**WORK TO BE COMPLETED**
Copy the entries below word for word, but omit any pictures they contain.

**DATA PROVIDED**

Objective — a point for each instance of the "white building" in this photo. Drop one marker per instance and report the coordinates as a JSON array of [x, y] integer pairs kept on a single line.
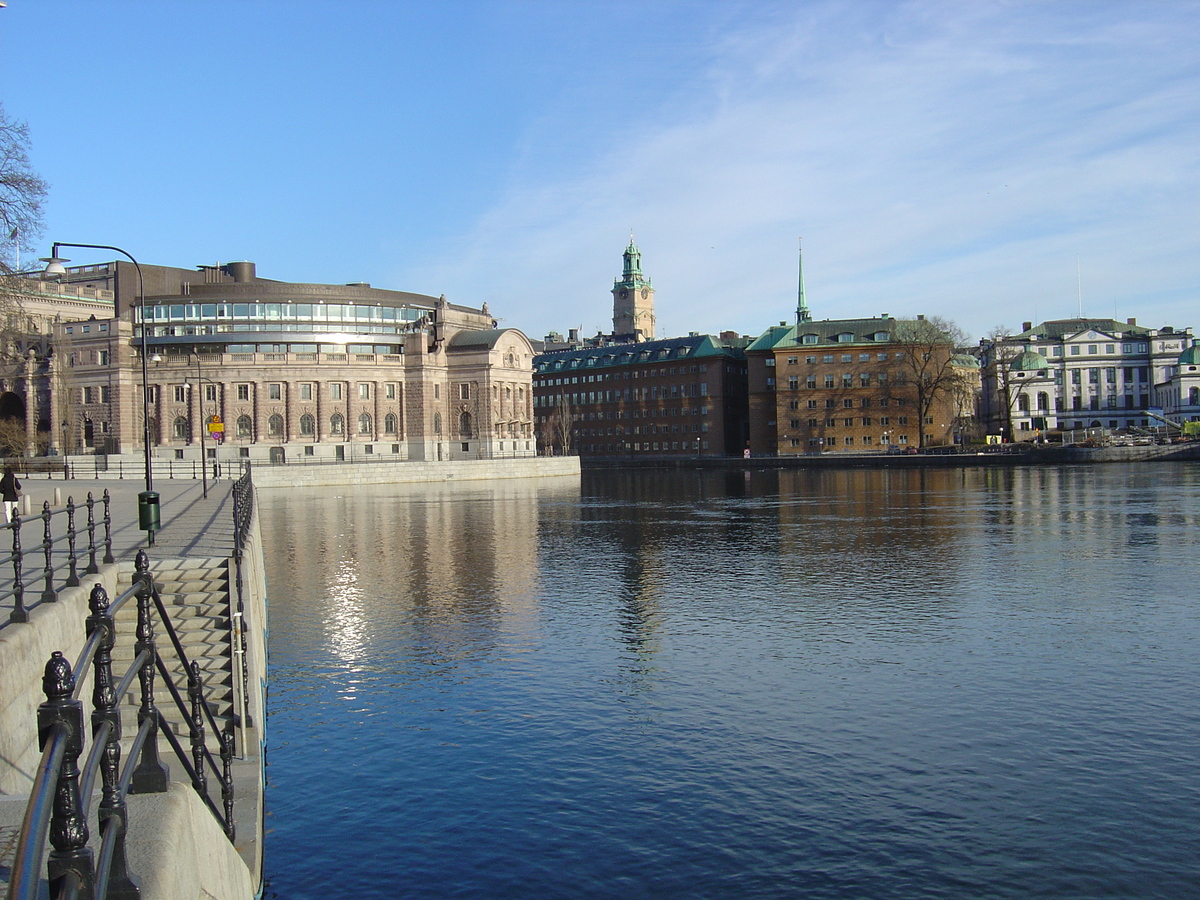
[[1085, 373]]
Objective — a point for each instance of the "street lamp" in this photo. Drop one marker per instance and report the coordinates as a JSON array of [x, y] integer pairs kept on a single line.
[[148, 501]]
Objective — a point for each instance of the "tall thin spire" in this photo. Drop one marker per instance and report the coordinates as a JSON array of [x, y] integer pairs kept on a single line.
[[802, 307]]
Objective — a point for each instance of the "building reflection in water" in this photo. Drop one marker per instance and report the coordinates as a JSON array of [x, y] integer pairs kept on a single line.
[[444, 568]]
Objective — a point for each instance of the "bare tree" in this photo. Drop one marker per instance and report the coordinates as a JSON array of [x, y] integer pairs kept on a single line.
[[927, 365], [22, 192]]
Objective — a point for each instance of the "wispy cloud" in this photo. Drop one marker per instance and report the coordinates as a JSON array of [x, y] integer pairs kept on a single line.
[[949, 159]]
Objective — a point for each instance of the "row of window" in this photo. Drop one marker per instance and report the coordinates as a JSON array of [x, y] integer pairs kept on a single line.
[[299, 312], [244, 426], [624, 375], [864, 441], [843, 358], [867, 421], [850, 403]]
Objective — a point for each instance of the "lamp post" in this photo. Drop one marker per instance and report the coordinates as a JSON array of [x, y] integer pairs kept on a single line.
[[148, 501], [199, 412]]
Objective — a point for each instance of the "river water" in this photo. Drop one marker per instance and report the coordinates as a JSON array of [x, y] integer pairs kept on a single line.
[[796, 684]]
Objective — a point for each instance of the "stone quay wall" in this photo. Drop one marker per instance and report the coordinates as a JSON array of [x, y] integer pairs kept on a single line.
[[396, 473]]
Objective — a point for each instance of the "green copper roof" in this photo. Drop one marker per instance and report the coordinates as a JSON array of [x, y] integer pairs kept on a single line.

**OUTPUT FOR THIS TASK**
Objective — a point for each instance of the "white building" in this photo. Drop one marker per instance and report the coordinates as a JSON array of [x, y] integer pairs kept on a single line.
[[1085, 373]]
Objective — a point for each instance of the "street lamp" in this photo. Drop one marker per instance and report the coordinates as a JSON array of [x, y] integer pairs kept on a single line.
[[148, 501]]
Objective — a point for each instance of the "tall thin spire" in this photo. Drop one marker per instance and report the coordinates as a JSON array of [x, y] integer pairs kept on a single line.
[[802, 307]]
Objective — a point for each instance of the "building reflection in water" in this photo. Drop one marker per instance and report the coordinates as a JSON array of [x, y] integer pairs kept on a single line.
[[444, 568]]
Objective — a point for each instance of the "bare tree" in this photo. Drop one marker per instance and report the coordinates as a JSON array of [x, y] integer pairs kept on a single line.
[[927, 365], [22, 192]]
Objective — a point for each instance of the "wispy cloud" in this photo. Drop one marker per instance and report the coordinates as a JSON array of [x, y] integer pairs kept on a single line.
[[949, 159]]
Objective — a point for each instance of the "row of window" in this photo. Drop one marker per instance and report the coordinates as a JSON array of [x, y] integer pairs kept on a single line.
[[299, 312], [244, 426], [624, 375], [864, 441], [843, 358], [867, 421], [850, 403]]
Objective — a point for each instance of the "lamp post" in this photo. Drop one marker per instance and report the coordinates as a JSON array of [x, y] integer pairs kept on a single line.
[[148, 501], [199, 412]]
Objective — a point for each instance of the "river water" in this photo. Drop one marker per instance and report the coordinates as a JSON array of [x, y] integer pairs kept on a single line.
[[796, 684]]
Objective — a point for each instance of the "stone quay wall" in this photo. Drop one marker per instance and report the coordinates as a JSON array of [x, y] integer pairs kept on a single line.
[[396, 473]]
Objective — a point for each instance of the "green copper roof" in this photo. Drop one marker per instance and report the coordinates as a JSON array of [x, y] integer pairs kept on a single line.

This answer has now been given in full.